Can you imagine wanting a car and heading to the dealership located close to where you typically park, then seeking acceptance from your friends and family for your purchase? This seems like a ridiculous way to buy a car, yet this is exactly how most families approach higher education. Most families select a college based on location and flash when other important factors should drive the selection.

As college consumers, we must change the way we approach higher education. Families must save for, shop for, and save on the cost of college. So far in our series, we have talked about saving and covered information about shopping for college. Saving for college means starting as soon as you can. Accounts like the 529, custodial accounts, and taxable brokerage accounts in the parent’s name help satisfy the saving portion. As we know, shopping for college occurs when the student is close to the age of 18 and means developing a budget so you know how much you and your student can spend on higher education.

Shopping for a school also means knowing the best fit for the student socially, academically, and financially. These are important characteristics because they will ensure a better fit, thereby resulting in more happiness and satisfaction and a lower cost. However, many families don’t properly consider these characteristics, which results in longer academic careers, higher costs because of the extended time at school, lower satisfaction, and missed income from the student not working.

How we pick a college

Most students choose a college that is within a few-hour drive from home. When families tour colleges, the larger names spend large amounts of money to create a warm, glowing front. Admissions counselors tour the state or region, attending college fairs to attract the next freshman class. We can’t forget about sports; how often do we hear a university’s name for the first time during a sporting event? Think about the NCAA basketball tournament and the big names – and the “Cinderella” teams that rarely take part. The point is, the flash mentioned earlier is all around; reputation is a big factor in choosing a college. The reputation may be for academics, research, sports, or partying.

For those families that do a little more research, popular rankings like the US News and World Report one become a common tool. However, the question remains: Do these rankings correlate with success and better well-being after college? In a 2012 blog post (link to the post), a popular college admissions expert, Lynn O’Shaughnessy, notes: “Unfortunately, the methodology fueling the rankings are a collection of subjective measurements that students and families are supposed to rely upon to pinpoint the schools doing the best job of educating undergraduates. U.S. News relies on proxies for educational quality, but these proxies are dubious at best.”

She goes on to note four ways in which the rankings hurt students and parents.

– Rankings encourage the college to favor well-off students.

– Rankings encourage admissions tricks.

– Rankings encourage cheating.

– Rankings encourage debt.


Over the past few years, researchers have made breakthroughs that can help families make better college selections. Two research powerhouses, Gallup and Purdue University, developed an index. The two institutions joined forces to “respond to increased accountability among higher education institutions… (to provide) insight in the relationship between the college experience and whether college graduates have great jobs and lives.”

After all, isn’t this what we really want for our children? As parents, in selecting a college, we lose the forest for the trees; we get bogged down by the “flash” of an institution and overemphasize unimportant characteristics such as the school’s reputation or sticker price (not to be confused with the price that families end up paying).

# # # #

**JOB 1**
In the passage on choosing a college, which two institutions joined forces to develop an index?
**JOB 2**
Write the next part of the passage on choosing a college, picking up right after its final sentence.

# # # #

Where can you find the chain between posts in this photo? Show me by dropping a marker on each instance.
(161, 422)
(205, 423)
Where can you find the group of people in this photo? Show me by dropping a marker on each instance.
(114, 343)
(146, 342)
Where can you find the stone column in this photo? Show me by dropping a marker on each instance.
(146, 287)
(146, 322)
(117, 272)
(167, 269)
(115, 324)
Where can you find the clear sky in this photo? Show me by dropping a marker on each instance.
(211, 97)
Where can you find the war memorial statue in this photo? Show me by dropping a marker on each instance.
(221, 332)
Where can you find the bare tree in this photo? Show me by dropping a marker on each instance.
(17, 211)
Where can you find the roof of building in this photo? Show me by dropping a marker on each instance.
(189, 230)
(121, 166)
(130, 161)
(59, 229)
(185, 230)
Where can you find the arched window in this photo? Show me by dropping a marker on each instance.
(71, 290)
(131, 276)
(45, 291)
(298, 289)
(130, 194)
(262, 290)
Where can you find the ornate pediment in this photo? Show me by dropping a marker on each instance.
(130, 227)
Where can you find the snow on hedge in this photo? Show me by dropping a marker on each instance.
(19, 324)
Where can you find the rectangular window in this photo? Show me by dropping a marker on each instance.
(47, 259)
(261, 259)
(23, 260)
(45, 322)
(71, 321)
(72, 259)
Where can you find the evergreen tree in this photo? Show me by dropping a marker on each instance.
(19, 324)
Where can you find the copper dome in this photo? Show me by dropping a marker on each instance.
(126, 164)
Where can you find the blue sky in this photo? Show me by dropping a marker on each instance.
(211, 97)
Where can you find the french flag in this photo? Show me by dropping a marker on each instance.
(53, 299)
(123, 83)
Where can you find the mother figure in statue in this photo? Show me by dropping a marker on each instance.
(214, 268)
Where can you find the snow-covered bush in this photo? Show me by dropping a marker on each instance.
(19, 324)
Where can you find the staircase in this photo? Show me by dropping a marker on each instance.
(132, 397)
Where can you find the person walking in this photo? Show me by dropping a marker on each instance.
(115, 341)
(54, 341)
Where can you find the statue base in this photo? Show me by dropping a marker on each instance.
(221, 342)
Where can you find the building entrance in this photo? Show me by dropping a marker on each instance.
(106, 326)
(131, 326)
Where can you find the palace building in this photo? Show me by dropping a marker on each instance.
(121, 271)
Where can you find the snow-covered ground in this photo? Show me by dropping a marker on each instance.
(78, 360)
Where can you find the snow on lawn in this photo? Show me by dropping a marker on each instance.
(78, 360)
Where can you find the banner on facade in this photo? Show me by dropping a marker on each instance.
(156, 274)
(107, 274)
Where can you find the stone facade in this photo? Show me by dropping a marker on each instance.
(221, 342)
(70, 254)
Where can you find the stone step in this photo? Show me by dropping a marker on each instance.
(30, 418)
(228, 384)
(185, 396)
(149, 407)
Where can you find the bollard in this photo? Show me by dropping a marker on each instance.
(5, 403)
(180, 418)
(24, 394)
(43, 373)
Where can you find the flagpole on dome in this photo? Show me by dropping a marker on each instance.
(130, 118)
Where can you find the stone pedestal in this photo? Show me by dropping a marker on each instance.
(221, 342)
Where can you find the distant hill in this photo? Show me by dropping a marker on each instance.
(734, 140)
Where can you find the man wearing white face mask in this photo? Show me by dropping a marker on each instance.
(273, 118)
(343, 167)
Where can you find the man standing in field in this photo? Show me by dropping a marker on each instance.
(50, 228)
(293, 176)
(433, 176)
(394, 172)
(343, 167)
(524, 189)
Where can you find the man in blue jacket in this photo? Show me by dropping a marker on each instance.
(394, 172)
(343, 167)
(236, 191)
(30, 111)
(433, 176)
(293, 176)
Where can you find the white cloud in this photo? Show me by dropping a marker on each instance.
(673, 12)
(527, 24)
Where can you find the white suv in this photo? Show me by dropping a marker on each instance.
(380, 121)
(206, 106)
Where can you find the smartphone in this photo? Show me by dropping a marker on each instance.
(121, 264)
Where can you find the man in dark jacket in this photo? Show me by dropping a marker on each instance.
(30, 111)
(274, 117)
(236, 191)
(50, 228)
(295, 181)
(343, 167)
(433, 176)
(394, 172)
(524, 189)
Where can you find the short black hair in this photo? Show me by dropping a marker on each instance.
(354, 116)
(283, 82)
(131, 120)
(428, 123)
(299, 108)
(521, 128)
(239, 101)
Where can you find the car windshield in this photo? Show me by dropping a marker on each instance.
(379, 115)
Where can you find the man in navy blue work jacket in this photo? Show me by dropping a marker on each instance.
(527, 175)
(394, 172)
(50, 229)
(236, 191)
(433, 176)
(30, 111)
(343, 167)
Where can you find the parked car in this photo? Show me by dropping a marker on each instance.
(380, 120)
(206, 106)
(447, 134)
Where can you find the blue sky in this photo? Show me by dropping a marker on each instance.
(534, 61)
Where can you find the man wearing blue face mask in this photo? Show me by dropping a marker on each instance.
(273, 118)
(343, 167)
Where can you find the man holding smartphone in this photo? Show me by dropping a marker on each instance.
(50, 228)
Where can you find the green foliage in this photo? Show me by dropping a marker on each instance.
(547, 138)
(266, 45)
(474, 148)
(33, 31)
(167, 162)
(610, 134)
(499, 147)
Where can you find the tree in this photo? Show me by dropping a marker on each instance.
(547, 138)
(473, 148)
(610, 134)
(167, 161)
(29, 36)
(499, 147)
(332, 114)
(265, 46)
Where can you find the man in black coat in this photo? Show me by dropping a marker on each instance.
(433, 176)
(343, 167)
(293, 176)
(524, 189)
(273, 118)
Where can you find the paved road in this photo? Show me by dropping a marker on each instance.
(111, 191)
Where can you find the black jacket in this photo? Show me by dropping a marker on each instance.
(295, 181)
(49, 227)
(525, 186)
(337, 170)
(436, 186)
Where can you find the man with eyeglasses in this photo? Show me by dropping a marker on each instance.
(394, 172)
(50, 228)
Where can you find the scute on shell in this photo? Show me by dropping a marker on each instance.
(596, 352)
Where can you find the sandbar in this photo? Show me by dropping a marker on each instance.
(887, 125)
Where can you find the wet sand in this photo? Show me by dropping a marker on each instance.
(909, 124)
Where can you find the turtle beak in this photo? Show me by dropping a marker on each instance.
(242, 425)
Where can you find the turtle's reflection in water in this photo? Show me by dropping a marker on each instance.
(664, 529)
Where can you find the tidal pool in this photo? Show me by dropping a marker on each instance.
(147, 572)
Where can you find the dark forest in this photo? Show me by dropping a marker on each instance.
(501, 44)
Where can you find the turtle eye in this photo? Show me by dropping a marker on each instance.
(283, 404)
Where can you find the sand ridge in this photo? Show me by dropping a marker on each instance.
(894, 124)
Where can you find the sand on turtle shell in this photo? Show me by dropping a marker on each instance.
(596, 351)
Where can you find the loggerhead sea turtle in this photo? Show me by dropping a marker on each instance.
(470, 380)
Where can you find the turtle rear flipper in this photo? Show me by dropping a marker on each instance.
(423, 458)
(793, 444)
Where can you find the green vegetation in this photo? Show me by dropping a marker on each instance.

# # # #

**TASK OUTPUT 1**
Gallup and Purdue University.

**TASK OUTPUT 2**
How did Purdue and Gallup help?

The Gallup-Purdue Index was the result of interviews of more than 30,000 college graduates from all over the nation. From research already completed by Gallup, we know that having a good job is an important factor in life (1-p1.), as it provides a mean of establishing one’s self-identity. The study focused on the well-being of the interviewees.

Well-being, according to Gallup, builds on five elements (1-p2.).

Purpose Well-Being: Liking what you do each day and being motivated to achieve your goals

Social Well-Being: Having strong and supportive relationships and love in your life

Financial Well-Being: Effectively managing your economic life to reduce stress and increase security

Community Well-Being: The sense of engagement you have with the areas where you live, liking where you live, and feeling safe and having pride in your community

Physical Well-Being: Having good health and enough energy to perform one’s daily tasks

As mentioned before, 30,000 college graduates from many types of colleges and universities were interviewed.

Factors in choosing a college

The study produced interesting findings. Whether a college was public or private, large or small, selective or not – none of these traits mattered more in terms of well-being or work life than the worker’s experience in college. Among the study’s other important aspects was the revelation of six factors that lead to increased well-being (1-p4.).

  1. When a student feels like a professor cares about them as a person.

  2. Having a professor who makes a student feel excited about learning.

  3. Having a professor who encourages students to follow their dreams.

  4. Having an internship or job where the student applies what they were learning in the classroom.

  5. Involvement in extracurricular activities and organizations.

  6. Working on projects that took a semester or more to complete.

The higher the number of these factors students experience in college, the greater their engagement and the likelihood that they maintain overall well-being.

Factors vs. traditional college selection

As you can see from the traditional way we select colleges versus the use of a factor-based approach, the student will likely end up in a better situation in the long run. The process for college selection evolves to become more objective or straightforward. However, a factor-based approach does not mean the student will graduate without debt or will not experience any of the questionable practices of a higher education institution.

Rather, using a factor-based approach helps a family and student identify the key characteristics to look for in a college as tours and research accumulate. The student should also start by answering the following questions: Do I want a small or large institution? Do I want an institution focusing on faculty research or undergrads? Are sports important me? How far away from home am I willing to go? Do I want a technical or liberal arts education? These questions will help narrow the focus and achieve the best fit for the student.

Where can I find information related to these factors?

Ratemyprofessor.com– Here you can find information about specific professors based on the student’s perspective. Here is a snapshot of Ball State University on the university level. Notice the clubs and opportunity ranking. This may help you make evaluations based on factors four, five, and six listed above.

Niche.com– This site also grades a university, according to the categories shown below. The professor rating helps with evaluating factors one and two. While not isolated, this still gives prospective students something to consider.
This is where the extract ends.